— start of LISTING —

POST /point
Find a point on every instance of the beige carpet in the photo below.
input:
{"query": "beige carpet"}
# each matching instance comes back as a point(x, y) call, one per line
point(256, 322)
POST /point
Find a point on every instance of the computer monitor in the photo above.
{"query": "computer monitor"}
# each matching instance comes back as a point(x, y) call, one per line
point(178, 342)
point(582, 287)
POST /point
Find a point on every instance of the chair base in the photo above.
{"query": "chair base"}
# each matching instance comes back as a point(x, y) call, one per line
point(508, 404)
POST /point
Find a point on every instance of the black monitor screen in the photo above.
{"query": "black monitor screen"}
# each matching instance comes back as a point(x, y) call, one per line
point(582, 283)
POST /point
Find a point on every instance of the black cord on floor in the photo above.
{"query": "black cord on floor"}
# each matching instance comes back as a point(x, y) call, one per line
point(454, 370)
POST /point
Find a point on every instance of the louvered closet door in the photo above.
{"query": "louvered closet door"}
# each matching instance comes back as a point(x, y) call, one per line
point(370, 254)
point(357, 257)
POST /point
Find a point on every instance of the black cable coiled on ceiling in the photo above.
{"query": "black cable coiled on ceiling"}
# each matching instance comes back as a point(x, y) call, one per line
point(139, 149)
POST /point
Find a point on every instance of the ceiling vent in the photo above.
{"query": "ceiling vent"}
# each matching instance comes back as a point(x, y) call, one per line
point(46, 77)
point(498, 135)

— end of LISTING —

**REQUEST**
Rename "louvered closet door" to "slatted closet door" everywhere it occurs in the records above, and leave every other line unchanged.

**SOLVED EXERCISE**
POST /point
Find a point on every instance of the beige carpet in the photo below.
input:
{"query": "beige carpet"}
# each matching instance comes back as a point(x, y) call, one per line
point(256, 322)
POST /point
Find a point on every instance of the computer monitor in the photo above.
{"query": "computer monitor"}
# each matching instance comes back as a point(x, y) call, one per line
point(178, 342)
point(582, 287)
POST /point
Find a point on every instance of the chair base in the photo above.
{"query": "chair base"}
# each matching instance comes back as a point(x, y) call, one per line
point(508, 404)
POST /point
Find a point on every instance of the black monitor screen in the photo above.
{"query": "black monitor screen"}
# each matching instance comes back as a point(x, y) call, one per line
point(582, 283)
POST /point
Find a point on every instance of the black cord on floor in the photo above.
{"query": "black cord on floor"}
# each matching instance comes back as a point(x, y) call, one per line
point(454, 370)
POST /point
Find a point on every instance of the slatted closet door in the photo above.
{"query": "slatted closet door"}
# each matching instance comes back as a point(x, y) call, one per line
point(370, 254)
point(357, 257)
POST /point
Find a point on every instance of the black cable coiled on ceiling in the photo above.
{"query": "black cable coiled on ceiling"}
# each matching instance comes back as a point(x, y) call, one per line
point(139, 149)
POST /point
Find a point on every instance of the ceiling vent in the photo above.
{"query": "ceiling vent"}
# each matching instance comes back as a point(x, y) call, one per line
point(46, 77)
point(498, 135)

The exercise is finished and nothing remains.